### TASK DESCRIPTION
Each entry must be output exactly as it appears.

### DATA TO EXAMINE
——

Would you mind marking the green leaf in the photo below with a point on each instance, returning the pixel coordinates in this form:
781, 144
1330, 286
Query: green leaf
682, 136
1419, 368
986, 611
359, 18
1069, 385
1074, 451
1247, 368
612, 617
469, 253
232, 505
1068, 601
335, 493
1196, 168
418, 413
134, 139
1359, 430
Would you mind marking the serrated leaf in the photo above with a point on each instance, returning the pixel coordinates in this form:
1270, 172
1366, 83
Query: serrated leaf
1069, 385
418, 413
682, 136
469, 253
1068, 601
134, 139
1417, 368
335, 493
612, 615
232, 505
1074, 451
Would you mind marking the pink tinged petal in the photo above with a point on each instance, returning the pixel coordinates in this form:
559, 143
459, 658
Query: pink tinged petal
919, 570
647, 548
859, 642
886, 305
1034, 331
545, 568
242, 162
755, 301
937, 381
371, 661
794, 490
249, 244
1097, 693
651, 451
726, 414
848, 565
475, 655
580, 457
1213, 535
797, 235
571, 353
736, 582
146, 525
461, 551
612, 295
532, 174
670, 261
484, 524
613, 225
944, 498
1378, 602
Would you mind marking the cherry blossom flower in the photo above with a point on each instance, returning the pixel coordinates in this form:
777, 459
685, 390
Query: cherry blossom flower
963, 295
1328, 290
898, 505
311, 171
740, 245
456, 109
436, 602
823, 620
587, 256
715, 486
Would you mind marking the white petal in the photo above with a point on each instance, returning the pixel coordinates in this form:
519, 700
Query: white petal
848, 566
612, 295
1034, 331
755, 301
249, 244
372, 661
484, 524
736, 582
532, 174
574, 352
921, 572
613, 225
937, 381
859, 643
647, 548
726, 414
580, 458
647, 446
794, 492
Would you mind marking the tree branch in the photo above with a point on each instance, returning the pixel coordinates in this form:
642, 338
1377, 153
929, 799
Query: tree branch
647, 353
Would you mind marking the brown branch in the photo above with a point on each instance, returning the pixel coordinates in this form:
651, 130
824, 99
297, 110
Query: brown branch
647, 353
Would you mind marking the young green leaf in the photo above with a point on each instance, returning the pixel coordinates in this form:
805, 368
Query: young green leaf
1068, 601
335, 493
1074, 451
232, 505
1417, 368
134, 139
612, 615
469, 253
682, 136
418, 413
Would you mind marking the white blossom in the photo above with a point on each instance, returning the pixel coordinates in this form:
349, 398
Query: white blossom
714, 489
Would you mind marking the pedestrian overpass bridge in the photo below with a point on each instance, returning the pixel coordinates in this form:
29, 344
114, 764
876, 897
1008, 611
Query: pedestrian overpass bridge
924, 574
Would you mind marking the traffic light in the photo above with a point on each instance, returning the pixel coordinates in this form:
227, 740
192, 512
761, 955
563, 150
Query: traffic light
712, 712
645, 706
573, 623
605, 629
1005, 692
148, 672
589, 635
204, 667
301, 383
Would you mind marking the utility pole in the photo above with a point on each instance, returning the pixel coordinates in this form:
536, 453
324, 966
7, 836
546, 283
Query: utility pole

——

### ANSWER TO THE EXERCISE
Would you mind marking the green leaf in the photo below with a point on each instance, returning the pixel coordinates in this form:
781, 144
1330, 286
Query: green leaf
682, 136
1419, 368
986, 611
359, 18
1069, 385
1074, 451
1247, 368
612, 617
469, 253
232, 505
1068, 601
335, 493
1196, 168
418, 413
134, 139
1359, 430
Would you mind marking the serrated leaf in the photo above with a point on each instance, returning the pixel coordinates in this form:
1270, 172
1366, 83
Query: serrated leaf
1069, 385
418, 413
682, 136
469, 253
1068, 601
134, 139
1417, 368
335, 493
612, 615
232, 505
1074, 451
Would you mind marking the pink tinged petal in the photo above with a point on each instance, returning the pixel coordinates in this form:
559, 143
459, 658
Query: pink tinged petal
919, 570
647, 548
859, 642
886, 305
1034, 331
545, 568
242, 162
755, 301
937, 381
371, 661
794, 490
249, 244
1097, 693
651, 451
726, 414
848, 565
475, 655
580, 457
1213, 535
797, 235
571, 353
736, 582
146, 525
461, 551
612, 295
532, 174
670, 261
484, 524
613, 225
944, 498
1378, 602
Would you mind marking the cherry blossom flower in the photo above with a point on each instance, returning the pixel coordinates in this form:
777, 459
685, 390
Query: cherry blossom flower
963, 295
1328, 290
898, 505
311, 171
740, 245
456, 109
436, 602
823, 620
587, 256
715, 486
Would you mind marking the white petal in the photo above with a point on each instance, returning the pixel coordinates in this form:
519, 700
Query: white petal
848, 566
612, 295
1034, 331
755, 301
249, 244
372, 661
484, 524
736, 582
532, 174
574, 352
921, 572
613, 225
937, 381
859, 643
647, 548
726, 414
580, 458
647, 446
794, 492
Would you mind marking the tree branch in the photo above with a point on each instance, returning the pixel coordinates in this form:
642, 338
1377, 153
929, 799
Query: tree branch
647, 353
Would you mind marking the brown branch in the photo above with a point on each instance, returning the pixel coordinates in this form:
651, 130
824, 99
297, 110
Query: brown branch
647, 353
Would you mind marking the young green leaf in the photo above with a point on each instance, returning the pixel coordinates in this form:
805, 368
Query: young green leaf
1068, 601
335, 493
1074, 451
232, 505
1417, 368
134, 139
612, 615
469, 253
682, 136
418, 413
Would you mind marking the white blossom in the photo above with a point on each instance, returning the pixel coordinates in this form:
349, 398
Query: white blossom
714, 489
Would you mind marking the pedestrian overpass bridge in the photo below with a point on each instance, returning the pixel coordinates in this form:
29, 344
114, 764
876, 897
1008, 611
Query: pedestrian overpass bridge
924, 574
Would you mind marking the traffic light in the photo above with a point on each instance, returning the pixel coordinates in this form:
227, 740
192, 512
761, 955
563, 150
Query: traffic light
712, 712
645, 706
573, 623
605, 629
1005, 692
148, 672
589, 635
204, 667
301, 383
Would you mind marking the utility pole in the photo above with a point on each instance, returning the pixel coordinates in this form:
536, 453
324, 966
7, 836
546, 283
Query: utility pole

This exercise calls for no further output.